**Completa quanto segue**
a - Puoi estrarre dal testo su «Il mondo di ieri» il passo compreso tra "Il mondo di ieri /" e "p. ; 20 cm.", estremi inclusi?
b - Secondo l'incipit riportato nel testo su «Il mondo di ieri», a quali cose nessuno credeva? Elencale tutte.
c - Prosegui il testo su «Il mondo di ieri» a partire dal punto in cui si ferma.

┌─ Estratto scelto

Il mondo di ieri / Stefan Zweig

Il mondo di ieri. Ricordi di un europeo / Stefan Zweig ; traduzione di Lavinia Mazzucchetti.  - Milano : A. Mondadori, 2015. - XVI, 371 p. ; 20 cm.

Incipit
"Se tento di trovare una formula comoda per definire quel tempo che precedette la prima guerra mondiale, il tempo in cui son cresciuto, credo di essere il più conciso possibile dicendo: fu l'età d'oro della sicurezza. Nella nostra monarchia austriaca quasi millenaria tutto pareva duraturo e lo Stato medesimo appariva il garante supremo di tale continuità. I diritti da lui concessi ai cittadini erano garantiti dal parlamento, dalla rappresentanza del popolo liberamente eletta, e ogni dovere aveva i suoi precisi limiti. La nostra moneta, la corona austriaca, circolava in pezzi d'oro e garantiva così la sua stabilità. Ognuno sapeva quanto possedeva o quanto gli era dovuto, quel che era permesso e quel che era proibito: tutto aveva una sua norma, un peso e una misura precisi. Chi possedeva un capitale era in grado di calcolare con esattezza il reddito annuo corrispondente; il funzionario, l'ufficiale potevano con certezza cercare nel calendario l'anno dell'avanzamento o quello della pensione. Ogni famiglia aveva un bilancio preciso, sapeva quanto potesse spendere per l'affitto e il vitto, per le vacanze o per gli obblighi sociali, e vi era anche sempre una piccola riserva per gli imprevisti, per le malattie e il medico. Chi possedeva una casa la considerava asilo sicuro dei figli e dei nipoti; fattorie e aziende passavano per eredità di generazione in generazione; appena un neonato era in culla, si metteva nel salvadanaio o si deponeva alla cassa di risparmio il primo obolo per il suo avvenire, una piccola riserva per il suo cammino. Tutto nel vasto impero appariva saldo e inamovibile e al posto più alto stava il sovrano vegliardo; ma in caso di sua morte si sapeva (o si credeva di sapere) che un altro gli sarebbe succeduto senza che nulla si mutasse nell'ordine prestabilito. Nessuno credeva a guerre, a rivoluzioni e sconvolgimenti. Ogni atto radicale, ogni violenza apparivano ormai impossibili nell'età della ragione",

"Sicurezza", "stabilità": parole lontanissime dal nostro tempo, dalla nostra società insicura, "liquida", senza certezze e piena di sfiducia e di rancore,
Zweig, in questo meraviglioso libro, racconta la sua vita dal periodo della giovinezza nella Vienna della belle époque alle tragiche vicende dei due periodi bellici, quelli della prima e della seconda guerra mondiale, che vive con profonda e dolorosa partecipazione.

└─
┌─ Righe elencate

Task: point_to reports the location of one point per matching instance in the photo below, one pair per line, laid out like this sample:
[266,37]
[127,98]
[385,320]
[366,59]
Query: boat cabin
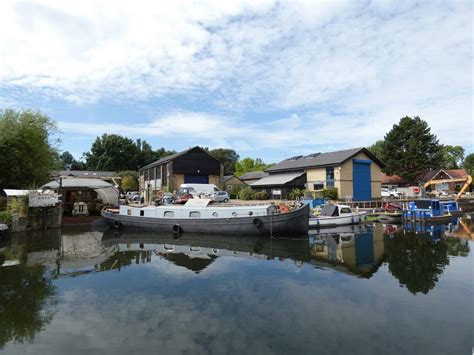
[336,211]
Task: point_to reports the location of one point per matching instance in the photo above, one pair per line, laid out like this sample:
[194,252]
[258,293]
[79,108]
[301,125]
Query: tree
[453,157]
[66,160]
[28,152]
[114,153]
[377,149]
[468,164]
[247,165]
[227,157]
[410,149]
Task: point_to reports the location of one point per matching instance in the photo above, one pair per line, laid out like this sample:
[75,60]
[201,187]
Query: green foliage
[68,162]
[377,149]
[227,157]
[247,194]
[453,157]
[468,164]
[294,194]
[261,195]
[28,155]
[27,300]
[115,153]
[410,149]
[329,193]
[247,165]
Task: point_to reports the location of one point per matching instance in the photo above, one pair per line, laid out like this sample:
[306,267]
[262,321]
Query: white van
[207,189]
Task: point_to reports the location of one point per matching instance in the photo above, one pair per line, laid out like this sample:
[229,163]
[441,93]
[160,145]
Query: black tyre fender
[177,229]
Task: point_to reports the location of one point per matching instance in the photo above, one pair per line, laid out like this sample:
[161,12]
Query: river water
[375,289]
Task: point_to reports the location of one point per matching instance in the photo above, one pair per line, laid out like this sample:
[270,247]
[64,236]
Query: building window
[330,177]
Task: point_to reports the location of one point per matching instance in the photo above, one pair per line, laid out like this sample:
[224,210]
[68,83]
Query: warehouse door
[362,180]
[196,179]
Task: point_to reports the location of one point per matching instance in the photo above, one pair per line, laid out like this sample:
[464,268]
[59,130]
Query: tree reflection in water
[416,261]
[27,298]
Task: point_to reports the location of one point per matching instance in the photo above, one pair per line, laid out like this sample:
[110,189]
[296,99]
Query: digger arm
[467,181]
[464,188]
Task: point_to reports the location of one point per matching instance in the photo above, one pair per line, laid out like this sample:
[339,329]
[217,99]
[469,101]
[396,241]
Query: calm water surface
[373,290]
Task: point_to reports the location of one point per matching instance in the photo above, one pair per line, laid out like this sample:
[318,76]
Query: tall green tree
[247,165]
[468,164]
[28,150]
[113,153]
[453,157]
[227,157]
[410,149]
[377,148]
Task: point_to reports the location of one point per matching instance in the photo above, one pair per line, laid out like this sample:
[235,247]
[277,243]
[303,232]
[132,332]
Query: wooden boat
[336,215]
[197,216]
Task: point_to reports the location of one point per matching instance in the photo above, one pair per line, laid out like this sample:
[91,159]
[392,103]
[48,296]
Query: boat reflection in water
[197,251]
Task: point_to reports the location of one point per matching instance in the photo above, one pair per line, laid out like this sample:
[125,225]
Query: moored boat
[197,216]
[337,215]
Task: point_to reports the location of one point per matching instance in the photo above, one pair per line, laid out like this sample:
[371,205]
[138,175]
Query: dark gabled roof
[321,159]
[253,175]
[174,156]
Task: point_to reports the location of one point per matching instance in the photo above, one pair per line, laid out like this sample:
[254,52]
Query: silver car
[221,196]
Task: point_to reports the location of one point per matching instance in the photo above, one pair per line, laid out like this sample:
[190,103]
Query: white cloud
[349,70]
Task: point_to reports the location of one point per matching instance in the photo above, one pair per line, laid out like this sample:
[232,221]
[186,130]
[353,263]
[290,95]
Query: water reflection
[223,275]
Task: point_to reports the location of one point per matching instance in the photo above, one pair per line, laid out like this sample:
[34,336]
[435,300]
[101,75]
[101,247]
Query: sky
[269,79]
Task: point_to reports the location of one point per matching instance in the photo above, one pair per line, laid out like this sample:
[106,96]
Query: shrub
[262,195]
[329,193]
[247,194]
[294,194]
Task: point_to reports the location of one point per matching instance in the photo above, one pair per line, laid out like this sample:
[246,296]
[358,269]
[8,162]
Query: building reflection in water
[358,249]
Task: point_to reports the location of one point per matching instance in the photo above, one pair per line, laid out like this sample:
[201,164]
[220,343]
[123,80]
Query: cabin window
[330,176]
[318,186]
[195,214]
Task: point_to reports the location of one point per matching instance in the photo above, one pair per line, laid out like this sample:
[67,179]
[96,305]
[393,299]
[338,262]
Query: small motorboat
[336,215]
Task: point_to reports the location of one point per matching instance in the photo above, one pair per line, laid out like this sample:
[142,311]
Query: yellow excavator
[467,181]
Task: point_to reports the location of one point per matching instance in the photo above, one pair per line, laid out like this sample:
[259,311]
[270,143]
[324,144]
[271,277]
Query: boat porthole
[177,229]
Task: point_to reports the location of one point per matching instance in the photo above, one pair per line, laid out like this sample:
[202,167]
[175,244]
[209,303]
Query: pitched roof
[174,156]
[321,159]
[277,179]
[253,175]
[84,173]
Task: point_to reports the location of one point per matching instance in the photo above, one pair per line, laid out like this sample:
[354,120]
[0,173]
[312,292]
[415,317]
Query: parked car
[221,196]
[391,193]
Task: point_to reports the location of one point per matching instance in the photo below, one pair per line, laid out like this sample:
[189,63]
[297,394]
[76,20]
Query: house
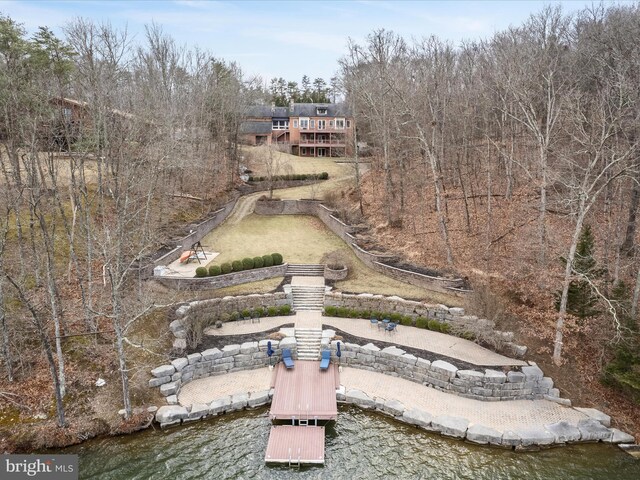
[304,129]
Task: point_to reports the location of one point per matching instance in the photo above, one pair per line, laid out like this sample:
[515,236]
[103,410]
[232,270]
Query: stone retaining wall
[490,385]
[346,233]
[454,316]
[226,280]
[213,309]
[198,232]
[232,358]
[559,433]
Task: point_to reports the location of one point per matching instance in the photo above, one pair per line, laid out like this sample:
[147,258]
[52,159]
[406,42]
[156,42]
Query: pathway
[501,416]
[438,343]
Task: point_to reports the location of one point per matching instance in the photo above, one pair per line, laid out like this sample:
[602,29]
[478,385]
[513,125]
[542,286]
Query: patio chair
[286,358]
[326,358]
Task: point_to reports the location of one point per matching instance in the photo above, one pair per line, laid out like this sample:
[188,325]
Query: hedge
[237,266]
[395,317]
[246,263]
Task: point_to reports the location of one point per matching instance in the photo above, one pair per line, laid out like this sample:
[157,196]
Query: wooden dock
[295,446]
[302,396]
[305,393]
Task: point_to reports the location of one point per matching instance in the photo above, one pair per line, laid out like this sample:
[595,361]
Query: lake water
[360,445]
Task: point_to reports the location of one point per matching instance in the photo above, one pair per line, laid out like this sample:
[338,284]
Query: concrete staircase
[305,270]
[307,297]
[308,343]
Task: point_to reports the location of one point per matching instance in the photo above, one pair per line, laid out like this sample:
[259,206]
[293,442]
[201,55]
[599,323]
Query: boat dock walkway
[302,396]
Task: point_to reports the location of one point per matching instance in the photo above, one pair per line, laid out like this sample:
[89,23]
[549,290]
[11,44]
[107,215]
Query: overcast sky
[285,38]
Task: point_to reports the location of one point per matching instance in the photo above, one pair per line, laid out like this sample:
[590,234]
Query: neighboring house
[305,129]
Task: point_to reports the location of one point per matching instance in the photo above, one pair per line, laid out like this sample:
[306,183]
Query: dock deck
[305,392]
[294,445]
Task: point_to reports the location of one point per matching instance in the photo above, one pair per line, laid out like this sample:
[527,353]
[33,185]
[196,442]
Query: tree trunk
[6,352]
[628,246]
[562,311]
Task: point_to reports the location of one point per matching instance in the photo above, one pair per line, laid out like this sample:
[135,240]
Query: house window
[280,124]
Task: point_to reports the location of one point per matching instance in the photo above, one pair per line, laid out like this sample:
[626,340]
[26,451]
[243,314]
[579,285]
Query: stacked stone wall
[170,378]
[222,281]
[488,385]
[207,312]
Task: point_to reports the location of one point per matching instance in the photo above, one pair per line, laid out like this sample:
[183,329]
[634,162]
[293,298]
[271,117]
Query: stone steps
[305,270]
[307,297]
[308,343]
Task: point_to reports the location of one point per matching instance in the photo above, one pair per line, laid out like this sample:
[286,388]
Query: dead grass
[302,239]
[291,164]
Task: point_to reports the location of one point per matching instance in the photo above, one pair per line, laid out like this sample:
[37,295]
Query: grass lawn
[302,239]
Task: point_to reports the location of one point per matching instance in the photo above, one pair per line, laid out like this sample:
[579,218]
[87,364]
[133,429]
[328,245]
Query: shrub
[468,336]
[406,320]
[422,322]
[237,266]
[433,325]
[330,311]
[247,263]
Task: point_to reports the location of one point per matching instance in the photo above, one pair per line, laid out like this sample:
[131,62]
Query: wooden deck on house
[294,445]
[305,392]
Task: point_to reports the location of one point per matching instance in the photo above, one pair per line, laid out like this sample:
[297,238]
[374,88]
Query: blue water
[360,445]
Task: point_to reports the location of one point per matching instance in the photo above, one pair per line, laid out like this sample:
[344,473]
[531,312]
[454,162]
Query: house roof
[255,127]
[299,110]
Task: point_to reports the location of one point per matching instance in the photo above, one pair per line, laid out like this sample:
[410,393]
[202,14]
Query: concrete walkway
[438,343]
[501,416]
[516,415]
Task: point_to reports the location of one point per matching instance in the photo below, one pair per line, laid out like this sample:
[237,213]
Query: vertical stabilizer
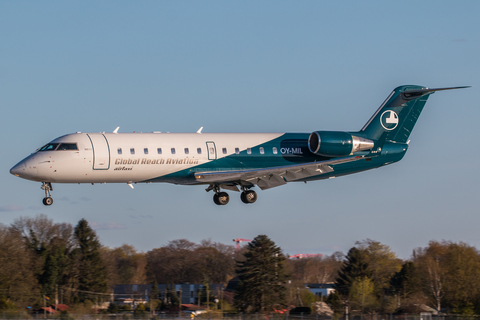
[396,117]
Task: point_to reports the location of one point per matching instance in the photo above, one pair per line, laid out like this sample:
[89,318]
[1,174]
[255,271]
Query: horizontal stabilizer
[412,94]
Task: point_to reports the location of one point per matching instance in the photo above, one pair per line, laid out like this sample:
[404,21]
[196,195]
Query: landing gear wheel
[248,196]
[47,186]
[221,198]
[47,201]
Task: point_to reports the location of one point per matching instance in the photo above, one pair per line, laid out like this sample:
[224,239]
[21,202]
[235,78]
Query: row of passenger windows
[59,146]
[211,150]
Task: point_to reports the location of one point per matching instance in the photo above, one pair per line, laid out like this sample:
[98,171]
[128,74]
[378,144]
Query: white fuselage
[133,157]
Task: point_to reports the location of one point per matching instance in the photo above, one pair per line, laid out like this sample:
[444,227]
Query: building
[320,289]
[134,294]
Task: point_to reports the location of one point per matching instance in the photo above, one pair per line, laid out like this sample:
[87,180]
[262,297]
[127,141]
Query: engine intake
[337,143]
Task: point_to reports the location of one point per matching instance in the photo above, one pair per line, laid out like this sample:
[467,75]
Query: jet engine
[336,143]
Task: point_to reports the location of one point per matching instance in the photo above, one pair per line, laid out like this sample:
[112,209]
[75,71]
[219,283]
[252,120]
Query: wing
[267,178]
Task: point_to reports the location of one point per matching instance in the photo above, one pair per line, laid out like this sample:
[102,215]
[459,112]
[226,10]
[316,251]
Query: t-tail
[396,117]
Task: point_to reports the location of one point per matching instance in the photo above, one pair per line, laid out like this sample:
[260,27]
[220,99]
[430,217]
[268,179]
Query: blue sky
[250,66]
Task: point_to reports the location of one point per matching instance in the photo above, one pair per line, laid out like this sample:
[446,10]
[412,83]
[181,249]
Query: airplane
[228,161]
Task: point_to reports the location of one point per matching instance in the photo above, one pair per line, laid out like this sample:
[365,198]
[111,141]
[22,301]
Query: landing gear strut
[47,186]
[248,196]
[220,198]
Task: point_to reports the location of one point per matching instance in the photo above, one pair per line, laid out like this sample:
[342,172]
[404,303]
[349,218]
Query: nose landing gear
[248,196]
[221,198]
[47,186]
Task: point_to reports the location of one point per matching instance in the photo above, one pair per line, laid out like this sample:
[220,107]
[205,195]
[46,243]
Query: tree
[262,277]
[431,264]
[362,295]
[18,282]
[354,267]
[382,262]
[462,278]
[52,245]
[91,271]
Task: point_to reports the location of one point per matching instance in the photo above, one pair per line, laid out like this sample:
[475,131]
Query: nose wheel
[248,196]
[221,198]
[48,200]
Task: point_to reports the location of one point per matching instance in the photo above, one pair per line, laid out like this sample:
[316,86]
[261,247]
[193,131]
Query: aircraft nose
[18,169]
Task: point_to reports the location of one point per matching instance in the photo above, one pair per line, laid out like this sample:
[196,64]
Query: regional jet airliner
[228,161]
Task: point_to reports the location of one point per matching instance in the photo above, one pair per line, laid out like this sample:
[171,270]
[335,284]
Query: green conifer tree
[91,271]
[354,267]
[262,277]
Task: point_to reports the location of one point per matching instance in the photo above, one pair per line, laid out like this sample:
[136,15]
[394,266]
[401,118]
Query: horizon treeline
[40,258]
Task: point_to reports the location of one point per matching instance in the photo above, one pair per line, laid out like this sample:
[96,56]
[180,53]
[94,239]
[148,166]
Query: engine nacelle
[336,143]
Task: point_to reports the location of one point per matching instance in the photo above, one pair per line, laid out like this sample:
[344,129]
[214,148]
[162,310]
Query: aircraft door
[101,151]
[211,150]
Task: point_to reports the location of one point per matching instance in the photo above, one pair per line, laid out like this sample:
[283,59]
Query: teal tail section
[396,117]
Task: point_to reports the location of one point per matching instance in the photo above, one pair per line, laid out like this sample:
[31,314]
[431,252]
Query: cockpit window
[49,147]
[68,146]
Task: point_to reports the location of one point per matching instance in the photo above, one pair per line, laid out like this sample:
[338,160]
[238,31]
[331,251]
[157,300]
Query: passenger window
[67,146]
[49,147]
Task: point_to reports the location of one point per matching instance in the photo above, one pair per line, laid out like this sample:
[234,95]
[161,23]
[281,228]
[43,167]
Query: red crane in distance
[240,240]
[305,255]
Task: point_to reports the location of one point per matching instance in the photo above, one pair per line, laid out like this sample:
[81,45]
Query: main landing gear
[47,186]
[222,198]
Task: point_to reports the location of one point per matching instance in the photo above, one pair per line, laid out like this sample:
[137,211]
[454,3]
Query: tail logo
[389,120]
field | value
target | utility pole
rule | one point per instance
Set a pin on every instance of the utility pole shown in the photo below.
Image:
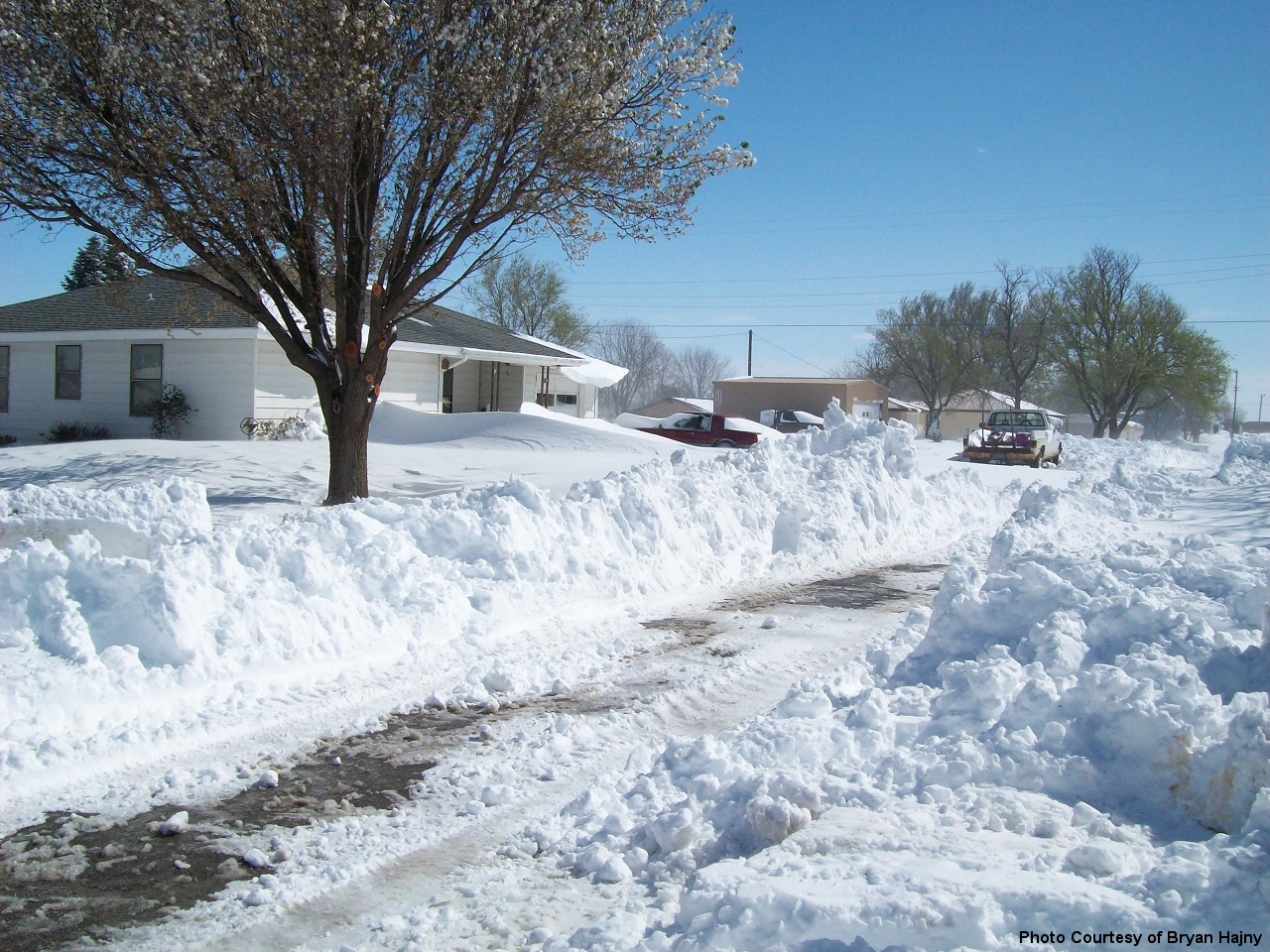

└─

**Risposte per compito**
a -
Il mondo di ieri / Stefan Zweig

Il mondo di ieri. Ricordi di un europeo / Stefan Zweig ; traduzione di Lavinia Mazzucchetti.  - Milano : A. Mondadori, 2015. - XVI, 371 p. ; 20 cm.

b - Guerre, rivoluzioni, sconvolgimenti

c -
Colpisce come la società di allora non avesse percepito i segnali che preannunciarono lo scoppio delle due guerre e si illudessero, fino all'ultimo, che la pace fosse ancora possibile.
Soprattutto non si resero conto della peste del nazionalismo che pervase le classi dirigenti e i popoli europei portandoli alla catastrofe.
Purtroppo, l'attualità sembra riportarci questa peste, allorché interi Paesi riscoprono l'orgoglio nazionale e ricercano nemici esterni, mentre si affievolisce il ricordo delle tragedie del Novecento
Il libro di Zweig è un'ode accorata ad un'Europa solidale, che riscopra la civiltà e lo spirito dei suoi tempi e dei suoi uomini migliori, superando i nazionalismi e gli egoismi.